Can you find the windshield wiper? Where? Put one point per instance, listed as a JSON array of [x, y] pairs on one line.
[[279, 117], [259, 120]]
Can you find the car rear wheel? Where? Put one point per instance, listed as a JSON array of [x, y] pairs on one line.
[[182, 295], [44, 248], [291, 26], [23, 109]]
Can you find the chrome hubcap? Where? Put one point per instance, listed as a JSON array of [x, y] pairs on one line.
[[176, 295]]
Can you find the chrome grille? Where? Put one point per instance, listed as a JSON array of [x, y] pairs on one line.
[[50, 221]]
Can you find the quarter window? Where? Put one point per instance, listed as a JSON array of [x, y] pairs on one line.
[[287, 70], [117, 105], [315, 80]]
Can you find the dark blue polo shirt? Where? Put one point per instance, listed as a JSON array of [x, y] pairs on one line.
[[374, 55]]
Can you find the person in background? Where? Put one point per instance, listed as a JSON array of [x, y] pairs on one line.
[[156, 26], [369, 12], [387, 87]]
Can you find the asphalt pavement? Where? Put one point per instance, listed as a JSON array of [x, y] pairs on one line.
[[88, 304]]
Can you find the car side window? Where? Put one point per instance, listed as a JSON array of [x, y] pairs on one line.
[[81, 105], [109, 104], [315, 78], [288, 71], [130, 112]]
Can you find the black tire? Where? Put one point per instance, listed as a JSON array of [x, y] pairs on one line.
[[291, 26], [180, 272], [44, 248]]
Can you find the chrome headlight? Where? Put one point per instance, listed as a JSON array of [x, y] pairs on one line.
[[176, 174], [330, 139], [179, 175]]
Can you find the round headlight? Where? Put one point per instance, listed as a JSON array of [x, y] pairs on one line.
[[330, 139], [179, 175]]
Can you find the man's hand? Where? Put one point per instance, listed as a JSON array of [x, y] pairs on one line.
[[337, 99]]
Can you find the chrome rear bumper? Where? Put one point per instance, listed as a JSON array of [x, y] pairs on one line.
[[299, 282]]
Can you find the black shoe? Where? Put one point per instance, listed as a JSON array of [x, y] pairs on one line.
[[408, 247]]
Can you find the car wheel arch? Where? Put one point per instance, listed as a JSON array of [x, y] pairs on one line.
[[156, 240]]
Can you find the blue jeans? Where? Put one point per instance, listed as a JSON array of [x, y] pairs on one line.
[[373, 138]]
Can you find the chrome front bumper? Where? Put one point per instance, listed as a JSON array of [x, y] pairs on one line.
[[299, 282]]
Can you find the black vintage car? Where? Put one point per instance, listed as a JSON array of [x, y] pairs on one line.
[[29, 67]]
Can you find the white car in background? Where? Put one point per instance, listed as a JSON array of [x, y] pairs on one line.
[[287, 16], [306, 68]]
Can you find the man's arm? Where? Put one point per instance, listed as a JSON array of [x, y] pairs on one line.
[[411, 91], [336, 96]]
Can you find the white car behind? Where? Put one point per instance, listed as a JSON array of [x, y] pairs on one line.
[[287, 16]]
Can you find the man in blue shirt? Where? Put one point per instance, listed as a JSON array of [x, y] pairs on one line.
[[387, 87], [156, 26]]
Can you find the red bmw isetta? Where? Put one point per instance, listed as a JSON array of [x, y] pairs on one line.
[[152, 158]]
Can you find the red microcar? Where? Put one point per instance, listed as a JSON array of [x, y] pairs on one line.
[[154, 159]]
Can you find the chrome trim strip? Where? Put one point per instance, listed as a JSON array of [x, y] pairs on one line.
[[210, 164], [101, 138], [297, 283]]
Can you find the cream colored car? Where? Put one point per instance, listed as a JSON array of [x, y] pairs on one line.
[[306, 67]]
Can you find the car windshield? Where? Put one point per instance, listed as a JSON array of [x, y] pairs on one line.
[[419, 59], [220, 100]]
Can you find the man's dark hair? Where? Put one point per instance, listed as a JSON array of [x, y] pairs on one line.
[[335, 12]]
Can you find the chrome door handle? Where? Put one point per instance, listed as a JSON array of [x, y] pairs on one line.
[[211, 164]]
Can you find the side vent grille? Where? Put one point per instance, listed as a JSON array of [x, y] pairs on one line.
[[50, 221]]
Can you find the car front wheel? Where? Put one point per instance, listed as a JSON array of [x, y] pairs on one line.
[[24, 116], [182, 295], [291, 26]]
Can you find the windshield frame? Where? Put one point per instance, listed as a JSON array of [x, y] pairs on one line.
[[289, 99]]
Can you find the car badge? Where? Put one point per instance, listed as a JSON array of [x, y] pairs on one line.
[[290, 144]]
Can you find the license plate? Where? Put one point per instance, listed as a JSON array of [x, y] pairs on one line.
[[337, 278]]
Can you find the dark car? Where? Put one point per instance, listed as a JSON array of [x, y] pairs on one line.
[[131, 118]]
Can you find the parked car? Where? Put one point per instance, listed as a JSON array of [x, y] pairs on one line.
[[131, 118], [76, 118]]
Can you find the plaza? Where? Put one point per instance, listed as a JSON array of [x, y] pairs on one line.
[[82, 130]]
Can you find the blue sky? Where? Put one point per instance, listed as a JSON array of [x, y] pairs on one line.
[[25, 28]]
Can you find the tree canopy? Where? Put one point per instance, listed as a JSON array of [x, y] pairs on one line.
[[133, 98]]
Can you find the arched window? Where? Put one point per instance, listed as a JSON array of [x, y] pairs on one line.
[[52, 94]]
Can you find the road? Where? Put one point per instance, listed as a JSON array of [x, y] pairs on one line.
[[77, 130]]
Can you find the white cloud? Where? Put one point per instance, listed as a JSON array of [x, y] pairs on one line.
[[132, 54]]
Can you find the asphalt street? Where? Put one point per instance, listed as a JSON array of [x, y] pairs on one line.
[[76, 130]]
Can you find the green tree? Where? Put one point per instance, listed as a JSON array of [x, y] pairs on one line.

===============

THE EXERCISE: Copy every record above, keeping each line word for word and character for character.

COMPLETE RESPONSE:
Can you find the windshield wiper? Where? Put one point per instance, listed as a JSON array of [x, y] pairs on one line.
[[279, 117], [259, 120]]
Can you find the car rear wheel? Where? Put one point per instance, listed as a JSON array of [x, y] pairs on one line.
[[182, 295], [44, 248], [291, 26], [23, 109]]
Can you find the chrome hubcap? Where? Put one point per instance, listed as a JSON array of [x, y] pairs on one line.
[[176, 295]]
Can you find the chrome grille? Where? Put one point per instance, listed as a JSON array of [x, y] pairs on one line.
[[50, 221]]
Can you find the quarter window? Where? Put one point per instance, listed as a JSON array of [x, y] pairs on one line.
[[287, 70], [117, 105], [315, 80]]
Can you find the dark blue polo shirt? Where? Put one point per instance, listed as a JSON array of [x, y] pairs on one line.
[[374, 55]]
Can you find the person in background? Where? Put one point per instance, listed as a JSON array of [x, y] pairs on one line.
[[156, 26], [369, 12], [387, 87]]
Can you find the asphalt pavement? Where? Put one point per instance, listed as a JSON array of [x, y] pairs on one line.
[[88, 304]]
Can you find the car side window? Where? Put one point per instance, listed as a JSON array of [x, y] pairs on one line.
[[81, 105], [109, 104], [315, 78], [288, 71], [130, 112]]
Can you find the black tire? Where? Put one point per instance, listed as a JSON array of [x, y] pairs on one line.
[[291, 26], [180, 272], [44, 248]]
Can you find the chrome headlight? Where? Put one point per instance, listed as a JSON array of [x, y] pairs on one line.
[[176, 174], [330, 139], [179, 175]]
Can you find the round headlight? Where? Put one point per instance, listed as a JSON array of [x, y] pairs on one line.
[[330, 139], [179, 175]]
Can you find the man's hand? Where? Put one point per instance, listed as a JSON array of [x, y] pairs on one line.
[[337, 99]]
Can you find the chrome rear bumper? Where? Put one point per instance, listed as a JSON array of [x, y] pairs on one line.
[[299, 282]]
Can you find the black shoe? Where? Put one point per instance, listed as a JSON array of [x, y] pairs on one line.
[[408, 247]]
Can you find the car wheel arch? Where? Put one point per instance, listed as a JSON array of [x, y] pairs on one line.
[[156, 240]]
Can you find the blue jeans? Where? Put one point per instance, listed as a JSON array of [x, y] pairs on one line.
[[373, 138]]
Can you find the chrome front bumper? Where? Put one point per instance, listed as a JSON array of [x, y] pairs on one line.
[[299, 282]]
Can you find the black vintage car? Where? Put one point per instance, listed as a JSON array of [x, y] pairs on one line.
[[29, 67]]
Can you find the white car in background? Where? Put one point per instance, listed as a JSON array of [x, y] pairs on one line.
[[287, 16], [306, 68]]
Can you find the man's arm? Where? Put one point per instance, listed as a JSON array of [x, y] pairs on one line.
[[411, 91], [336, 96]]
Can you find the white car behind? Where? Put one point per instance, listed as a JSON array of [x, y] pairs on one line.
[[287, 16]]
Can you find the man in blue shirt? Where? Put one point per instance, listed as a JSON array of [x, y] pairs on one line.
[[387, 87], [156, 26]]
Can you find the red bmw isetta? Where? Put one point per instance, listed as a JSON array of [x, y] pairs on one line.
[[152, 158]]
Can you find the red microcar? Where? Put one point per instance, listed as a JSON array of [x, y] pairs on one line.
[[154, 159]]
Can you find the chrome trim strip? Where? Put one point per instance, listed as a JSON array of [x, y] pairs on one line.
[[210, 164], [101, 138], [297, 283]]
Can you find the cream colored car? Where? Put one point per instance, listed as a JSON array of [x, y] pairs on one line.
[[306, 67]]
Can you find the car windshield? Where? Put one point per instance, listed as a JSON array of [x, y] pairs on one line.
[[419, 59], [220, 100]]
Can you find the man's dark hair? Where? Put one point per instance, listed as a JSON array of [x, y] pairs on one line.
[[335, 12]]
Can you find the chrome door handle? Where? Put one point per instance, listed as a JSON array of [x, y] pairs on one line.
[[211, 164]]
Can you find the side vent grille? Where? Put one point per instance, listed as a JSON array of [x, y] pairs on one line.
[[50, 221]]
Can you find the car front wheel? Where? Put one point per instance, listed as a JSON array of [x, y] pairs on one line.
[[24, 116], [182, 295], [291, 26]]
Can you find the windshield frame? Where? Put one point per instance, listed as a JSON array of [x, y] pairs on one line.
[[289, 99]]
Can you find the car badge? Where? Put one point per instance, listed as a JSON array of [x, y] pairs on one line.
[[290, 144]]
Can you find the license plate? Where? Put one point per instance, listed as a JSON array of [x, y] pairs on one line.
[[337, 278]]
Can you find the dark car? Where? Put one point per instance, listed as a JSON array of [x, y] pairs on one line.
[[131, 118]]
Can you find the parked car? Where? Put one point per instance, listed as a JSON array of [x, y] pairs on one line.
[[131, 118], [76, 118]]
Can you find the plaza? Where? Put one point per instance, listed as a JSON array of [x, y] pairs on one line.
[[82, 130]]
Can you find the blue sky? Where? Put one point per instance, listed as a JSON array of [x, y] pairs on one line.
[[25, 28]]
Can you find the tree canopy? Where? Put one point per instance, listed as a JSON array of [x, y] pairs on one line.
[[133, 98]]
Can you find the arched window? Where? Put one point per instance, listed as a JSON array of [x, y] pairs on one line.
[[52, 94]]
Can you find the road? Where? Put one point per instance, listed as a JSON array of [x, y] pairs on one line.
[[77, 130]]
Can you find the white cloud? Where? Put one point per instance, listed as a JSON array of [x, y] pairs on one line.
[[132, 54]]
Can you find the asphalt street? Where? Put one point per instance, listed as a JSON array of [x, y] pairs on one line.
[[76, 130]]
Can you find the green tree? Where? Put one point per instance, listed as a JSON array of [x, y] pairs on one line.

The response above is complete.